(Baris sumber)
========================================

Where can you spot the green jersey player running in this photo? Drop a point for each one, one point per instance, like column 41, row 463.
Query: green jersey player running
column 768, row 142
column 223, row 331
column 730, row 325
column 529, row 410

========================================

TUGAS YANG DIMINTA: Bisakah semua baris di atas ditulis ulang sebagai daftar bernomor tanpa baris kosong?

HASIL TUGAS:
1. Where can you spot the green jersey player running in this photo? Drop a point for each one, one point per instance, like column 41, row 463.
2. Query: green jersey player running
3. column 768, row 142
4. column 223, row 331
5. column 730, row 325
6. column 529, row 410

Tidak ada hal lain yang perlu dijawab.